DOCUMENT EXCERPT:
Mohun Bagan. ISL League Shield Champions. Dimi Petratos with the title-winning goal. A dominant, inevitable winning machine.
All acceptable platitudes after Mohun Bagan defeated Odisha FC with a last-gasp goal to win the 2024/25 Indian Super League title on Sunday -- except those were words from last year. Somehow, incredibly, the most winning-est club in Indian football history decided to up the ante and perfect their winning formula.
Dimi Petratos, their talisman from last season, came on as a substitute. Read that again. A substitute. Dimi Petratos. The most clutch ISL player ever. Substitute. In a title-winning clash.
The result? Petratos did what he does, the moment of magic emanating from his left-foot with a 93rd-minute turn and strike from range, and Bagan defeated 10-man Odisha to confirm their title, 52 points now beyond Goa's reach. And they did it in historic fashion - as Bagan became the first-ever team in ISL history to defend the league shield title.
How did they get there?
It started, in typical maidan fashion, by letting go of their coach. As much as the club couched it as 'health reasons' for parting with the most successful manager in ISL history -- Antonio Habas -- his subsequent spell in charge of I-League club Inter Kashi proved otherwise.
There were rusted parts in the Bagan winning machine last year, as evidenced by the loss to Mumbai City FC in the 2023/24 ISL final.
And thus, the Bagan management brought back another ISL-winning coach from their ATK past - Jose Molina. The Spaniard came in and applied his magic oil to all of Bagan's rusted parts and fashioned a side that's close to perfect.
Consider the records they've broken this season:
First team in ISL history to breach the 50-point mark.
Most-ever wins in a season (16 and counting.)
Most home wins in a season (9 and counting.)
Most set-piece goals in a season (20 and counting.)

DATA LISTING:
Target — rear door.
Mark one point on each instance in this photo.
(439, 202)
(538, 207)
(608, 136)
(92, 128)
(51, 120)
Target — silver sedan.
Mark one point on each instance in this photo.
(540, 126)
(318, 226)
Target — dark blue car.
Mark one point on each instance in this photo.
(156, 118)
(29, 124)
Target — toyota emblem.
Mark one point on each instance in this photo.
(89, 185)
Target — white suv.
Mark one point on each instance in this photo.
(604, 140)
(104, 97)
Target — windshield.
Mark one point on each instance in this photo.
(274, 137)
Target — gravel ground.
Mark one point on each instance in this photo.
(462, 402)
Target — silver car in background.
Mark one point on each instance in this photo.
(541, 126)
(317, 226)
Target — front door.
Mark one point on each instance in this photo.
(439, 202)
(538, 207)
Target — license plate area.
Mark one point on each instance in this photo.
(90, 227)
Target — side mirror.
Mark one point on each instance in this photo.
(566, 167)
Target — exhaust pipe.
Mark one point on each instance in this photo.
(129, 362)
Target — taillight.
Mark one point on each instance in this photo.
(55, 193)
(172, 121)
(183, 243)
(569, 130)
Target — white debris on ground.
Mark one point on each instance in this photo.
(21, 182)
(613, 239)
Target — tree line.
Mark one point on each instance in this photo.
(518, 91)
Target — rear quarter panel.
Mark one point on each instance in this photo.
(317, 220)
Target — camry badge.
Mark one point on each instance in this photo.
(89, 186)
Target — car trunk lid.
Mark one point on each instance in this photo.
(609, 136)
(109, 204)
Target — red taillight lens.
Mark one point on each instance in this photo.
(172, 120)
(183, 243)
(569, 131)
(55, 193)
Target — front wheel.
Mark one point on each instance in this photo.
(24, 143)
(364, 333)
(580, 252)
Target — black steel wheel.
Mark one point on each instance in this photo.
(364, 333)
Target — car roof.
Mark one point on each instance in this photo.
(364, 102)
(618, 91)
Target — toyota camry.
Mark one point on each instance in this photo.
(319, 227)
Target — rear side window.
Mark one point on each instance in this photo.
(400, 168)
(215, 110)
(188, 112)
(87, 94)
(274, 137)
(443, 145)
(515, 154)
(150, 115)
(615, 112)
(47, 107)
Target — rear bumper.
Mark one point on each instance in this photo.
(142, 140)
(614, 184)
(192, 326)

TASK REQUIREMENTS:
In the Mohun Bagan article, list every record given under "Consider the records they've broken this season:".

ANSWER BOX:
- First team in ISL history to breach the 50-point mark.
- Most-ever wins in a season (16 and counting.)
- Most home wins in a season (9 and counting.)
- Most set-piece goals in a season (20 and counting.)